| What to work on |
Count how many lines of the data below contain the string "helmet", matching case exactly, and reply with the number alone.

| Records for the task |
================

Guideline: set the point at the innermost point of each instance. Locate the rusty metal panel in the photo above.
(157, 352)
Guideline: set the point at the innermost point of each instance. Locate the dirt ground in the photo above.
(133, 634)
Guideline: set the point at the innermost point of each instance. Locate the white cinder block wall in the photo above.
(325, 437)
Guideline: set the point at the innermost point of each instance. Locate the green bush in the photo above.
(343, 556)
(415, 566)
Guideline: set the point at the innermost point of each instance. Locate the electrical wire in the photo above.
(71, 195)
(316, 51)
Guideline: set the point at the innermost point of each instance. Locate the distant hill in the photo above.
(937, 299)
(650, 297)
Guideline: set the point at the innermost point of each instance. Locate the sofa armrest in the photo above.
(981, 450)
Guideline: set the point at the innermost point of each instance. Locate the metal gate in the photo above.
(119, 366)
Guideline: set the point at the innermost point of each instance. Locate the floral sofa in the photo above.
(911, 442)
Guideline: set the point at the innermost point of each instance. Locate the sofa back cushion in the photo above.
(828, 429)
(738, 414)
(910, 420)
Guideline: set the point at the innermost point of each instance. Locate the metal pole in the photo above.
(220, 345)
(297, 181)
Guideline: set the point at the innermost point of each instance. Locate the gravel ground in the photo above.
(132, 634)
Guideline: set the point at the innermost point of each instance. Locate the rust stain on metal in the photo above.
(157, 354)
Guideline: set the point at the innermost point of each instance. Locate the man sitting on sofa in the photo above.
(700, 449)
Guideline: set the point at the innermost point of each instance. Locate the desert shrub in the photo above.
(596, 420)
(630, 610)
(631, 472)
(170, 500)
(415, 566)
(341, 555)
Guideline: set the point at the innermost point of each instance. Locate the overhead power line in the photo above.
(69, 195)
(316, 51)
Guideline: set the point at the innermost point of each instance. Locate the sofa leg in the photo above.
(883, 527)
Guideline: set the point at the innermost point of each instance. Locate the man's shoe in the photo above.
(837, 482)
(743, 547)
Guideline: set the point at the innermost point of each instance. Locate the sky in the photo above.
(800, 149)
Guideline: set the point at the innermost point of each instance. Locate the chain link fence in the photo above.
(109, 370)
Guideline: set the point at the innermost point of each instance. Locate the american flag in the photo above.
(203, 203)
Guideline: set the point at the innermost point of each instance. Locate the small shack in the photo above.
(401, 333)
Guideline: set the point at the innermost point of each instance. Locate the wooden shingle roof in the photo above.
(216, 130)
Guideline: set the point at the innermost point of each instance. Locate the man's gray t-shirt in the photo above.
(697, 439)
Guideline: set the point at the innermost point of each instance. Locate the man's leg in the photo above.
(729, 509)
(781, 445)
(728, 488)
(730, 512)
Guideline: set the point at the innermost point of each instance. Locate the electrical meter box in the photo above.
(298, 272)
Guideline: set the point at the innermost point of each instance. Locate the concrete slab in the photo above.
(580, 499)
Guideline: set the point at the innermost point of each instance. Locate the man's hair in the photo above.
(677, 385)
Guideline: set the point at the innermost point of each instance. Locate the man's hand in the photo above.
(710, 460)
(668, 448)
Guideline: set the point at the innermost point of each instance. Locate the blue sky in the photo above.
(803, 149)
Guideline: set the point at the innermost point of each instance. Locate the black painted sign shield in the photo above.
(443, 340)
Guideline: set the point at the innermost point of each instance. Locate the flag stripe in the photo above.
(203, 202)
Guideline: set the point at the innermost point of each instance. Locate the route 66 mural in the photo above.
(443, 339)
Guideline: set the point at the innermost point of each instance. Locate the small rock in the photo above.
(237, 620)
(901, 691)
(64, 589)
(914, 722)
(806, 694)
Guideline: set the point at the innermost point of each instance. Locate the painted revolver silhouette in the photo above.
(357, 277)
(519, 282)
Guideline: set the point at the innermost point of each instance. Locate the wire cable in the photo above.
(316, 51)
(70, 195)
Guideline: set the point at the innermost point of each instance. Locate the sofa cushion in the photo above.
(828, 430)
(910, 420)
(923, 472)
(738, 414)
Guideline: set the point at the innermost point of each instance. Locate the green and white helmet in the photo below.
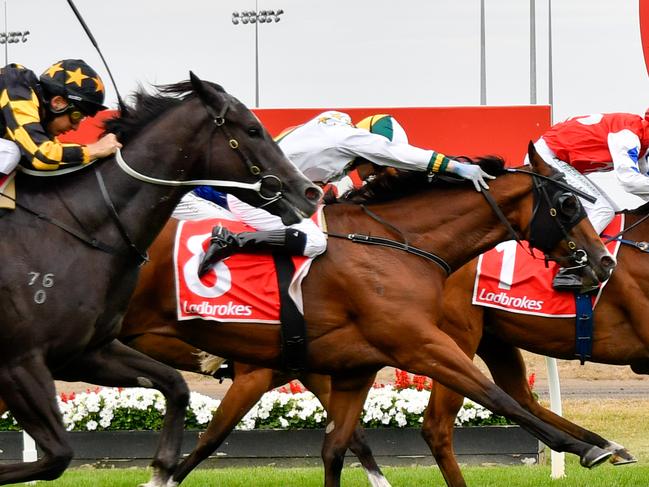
(385, 125)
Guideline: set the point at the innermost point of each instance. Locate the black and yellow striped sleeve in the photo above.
(21, 110)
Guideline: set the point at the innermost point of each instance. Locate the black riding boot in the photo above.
(224, 243)
(570, 279)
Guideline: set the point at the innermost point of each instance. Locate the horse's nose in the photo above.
(313, 193)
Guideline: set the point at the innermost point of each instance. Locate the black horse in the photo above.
(72, 249)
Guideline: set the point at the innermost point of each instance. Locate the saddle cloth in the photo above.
(508, 278)
(240, 288)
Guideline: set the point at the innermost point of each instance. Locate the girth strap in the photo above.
(293, 327)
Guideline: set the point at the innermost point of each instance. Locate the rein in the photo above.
(219, 122)
(539, 180)
(641, 246)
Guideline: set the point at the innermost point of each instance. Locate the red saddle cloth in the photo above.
(509, 278)
(242, 287)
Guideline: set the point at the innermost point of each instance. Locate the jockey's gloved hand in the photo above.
(472, 172)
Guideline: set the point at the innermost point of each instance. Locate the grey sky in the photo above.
(353, 52)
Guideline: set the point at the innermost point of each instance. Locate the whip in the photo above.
(122, 105)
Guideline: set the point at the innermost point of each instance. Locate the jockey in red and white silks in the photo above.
(596, 143)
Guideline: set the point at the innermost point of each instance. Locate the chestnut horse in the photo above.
(367, 307)
(72, 250)
(620, 337)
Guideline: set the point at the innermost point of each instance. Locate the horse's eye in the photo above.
(568, 205)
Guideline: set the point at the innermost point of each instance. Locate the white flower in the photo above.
(385, 405)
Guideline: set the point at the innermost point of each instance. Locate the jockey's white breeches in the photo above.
(193, 207)
(9, 156)
(259, 219)
(599, 213)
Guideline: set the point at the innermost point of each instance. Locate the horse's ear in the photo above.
(205, 92)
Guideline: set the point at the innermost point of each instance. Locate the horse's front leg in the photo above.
(346, 402)
(507, 368)
(114, 365)
(28, 391)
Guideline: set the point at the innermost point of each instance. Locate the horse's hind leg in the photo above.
(440, 358)
(115, 364)
(437, 430)
(507, 368)
(343, 413)
(249, 384)
(28, 390)
(320, 385)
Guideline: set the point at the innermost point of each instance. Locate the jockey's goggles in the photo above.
(72, 112)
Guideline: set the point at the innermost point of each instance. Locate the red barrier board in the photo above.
(470, 131)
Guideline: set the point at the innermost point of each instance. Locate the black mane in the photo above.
(149, 106)
(392, 184)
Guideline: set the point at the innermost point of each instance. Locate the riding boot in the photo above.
(224, 243)
(570, 279)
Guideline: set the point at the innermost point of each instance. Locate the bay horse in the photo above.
(369, 307)
(249, 383)
(620, 337)
(72, 249)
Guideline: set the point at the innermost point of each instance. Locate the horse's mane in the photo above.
(147, 107)
(392, 184)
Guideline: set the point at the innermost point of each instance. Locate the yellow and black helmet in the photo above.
(385, 125)
(77, 82)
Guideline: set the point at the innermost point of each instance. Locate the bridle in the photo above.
(554, 214)
(218, 122)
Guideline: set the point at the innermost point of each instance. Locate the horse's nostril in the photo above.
(313, 193)
(608, 262)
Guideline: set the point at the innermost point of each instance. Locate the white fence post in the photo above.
(557, 459)
(29, 451)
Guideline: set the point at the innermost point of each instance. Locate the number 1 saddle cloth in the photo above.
(508, 278)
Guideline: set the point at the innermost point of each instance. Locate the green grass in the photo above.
(621, 420)
(537, 476)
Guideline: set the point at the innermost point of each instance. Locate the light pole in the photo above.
(7, 38)
(256, 17)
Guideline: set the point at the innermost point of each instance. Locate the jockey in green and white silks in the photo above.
(324, 149)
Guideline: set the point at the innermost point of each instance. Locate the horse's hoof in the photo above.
(594, 457)
(621, 456)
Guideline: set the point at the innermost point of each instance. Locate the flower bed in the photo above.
(112, 409)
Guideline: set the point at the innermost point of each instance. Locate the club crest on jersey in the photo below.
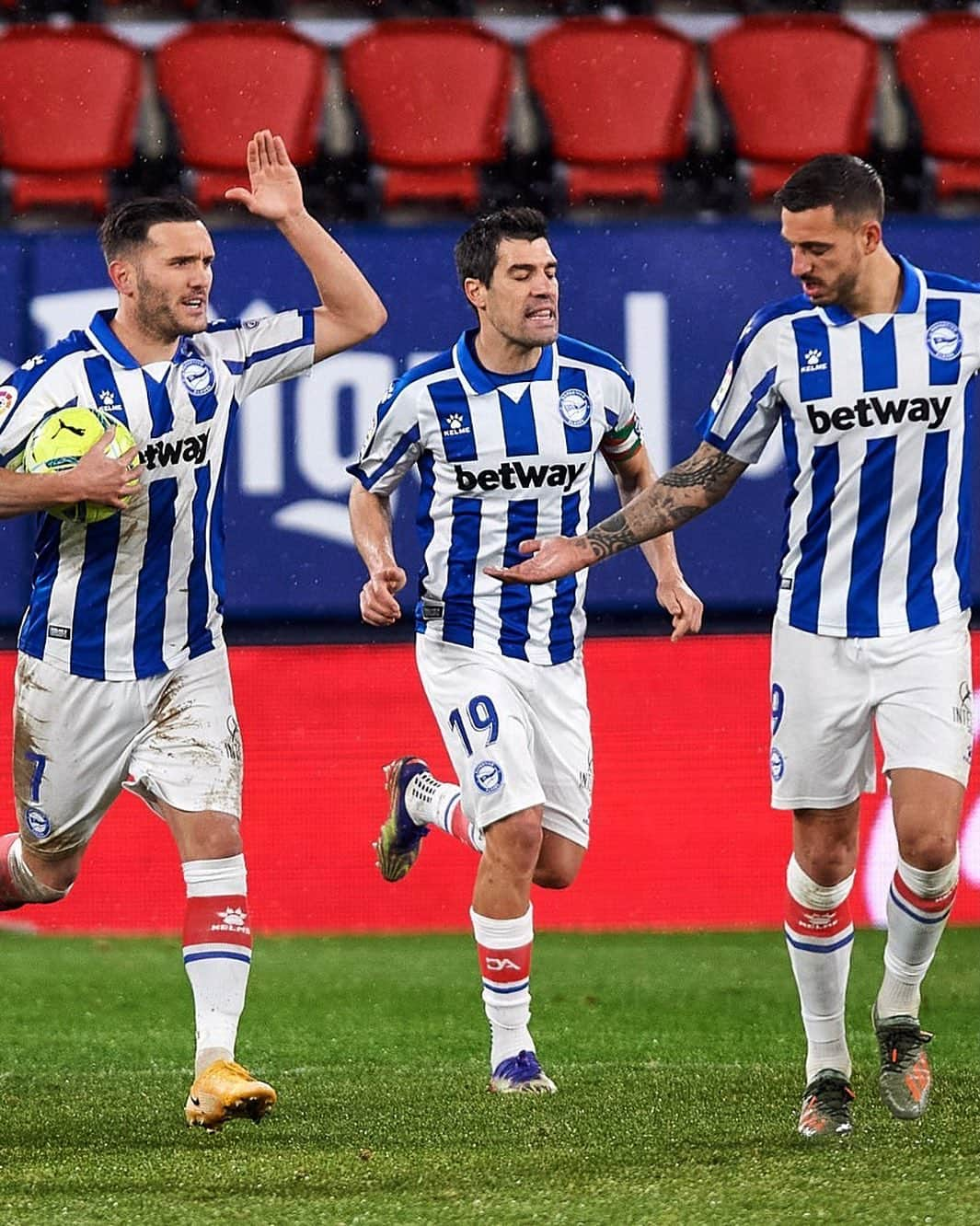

================

| Written solution |
2